** Opening Data provided block **

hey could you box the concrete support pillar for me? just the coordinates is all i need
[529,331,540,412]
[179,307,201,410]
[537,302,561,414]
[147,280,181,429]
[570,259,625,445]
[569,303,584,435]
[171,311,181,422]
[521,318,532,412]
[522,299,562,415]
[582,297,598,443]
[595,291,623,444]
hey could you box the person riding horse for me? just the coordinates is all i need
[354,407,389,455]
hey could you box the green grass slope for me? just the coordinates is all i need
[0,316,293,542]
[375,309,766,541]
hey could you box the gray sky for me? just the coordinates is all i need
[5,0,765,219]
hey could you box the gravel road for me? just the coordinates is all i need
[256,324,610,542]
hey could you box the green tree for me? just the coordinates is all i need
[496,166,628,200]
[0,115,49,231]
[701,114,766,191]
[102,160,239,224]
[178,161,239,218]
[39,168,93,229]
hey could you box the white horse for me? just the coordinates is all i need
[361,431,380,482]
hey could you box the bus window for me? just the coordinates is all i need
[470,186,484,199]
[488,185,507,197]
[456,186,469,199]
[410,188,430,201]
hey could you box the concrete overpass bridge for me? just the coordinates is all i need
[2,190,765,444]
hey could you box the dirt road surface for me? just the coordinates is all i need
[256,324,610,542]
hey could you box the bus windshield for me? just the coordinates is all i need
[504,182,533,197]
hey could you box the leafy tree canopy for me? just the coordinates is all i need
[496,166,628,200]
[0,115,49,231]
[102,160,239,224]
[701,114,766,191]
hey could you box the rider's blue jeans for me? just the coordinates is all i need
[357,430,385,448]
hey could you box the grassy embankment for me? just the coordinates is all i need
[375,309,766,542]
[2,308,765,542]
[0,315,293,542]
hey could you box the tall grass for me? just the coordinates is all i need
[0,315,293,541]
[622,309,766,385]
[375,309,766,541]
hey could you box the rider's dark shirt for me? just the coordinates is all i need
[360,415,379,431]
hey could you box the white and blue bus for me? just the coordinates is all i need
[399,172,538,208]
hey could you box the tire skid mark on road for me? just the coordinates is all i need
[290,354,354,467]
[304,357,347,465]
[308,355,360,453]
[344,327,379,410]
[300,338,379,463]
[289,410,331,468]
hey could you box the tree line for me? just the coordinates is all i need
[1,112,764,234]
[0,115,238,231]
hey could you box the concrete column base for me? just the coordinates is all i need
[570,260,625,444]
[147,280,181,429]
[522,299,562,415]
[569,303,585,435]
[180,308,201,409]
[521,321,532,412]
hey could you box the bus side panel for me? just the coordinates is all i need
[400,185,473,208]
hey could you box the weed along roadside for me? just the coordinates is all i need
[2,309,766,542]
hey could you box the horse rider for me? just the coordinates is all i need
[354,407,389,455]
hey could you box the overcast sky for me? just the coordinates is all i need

** Closing Data provided block **

* _Directions for this task_
Find the line that contains "hey could you box the bus side" in the data above. Reproduce it and every later line exactly, through the last one.

* _Output of the exercise_
hey could you box the bus side panel for me? just the coordinates is all i need
[400,185,473,208]
hey could you box the weed along roadside for me? just the coordinates is all i need
[2,309,766,542]
hey could you box the horse rider for me? just the coordinates is all i need
[354,407,389,455]
hey could you box the overcast sky for me? just the coordinates is all i need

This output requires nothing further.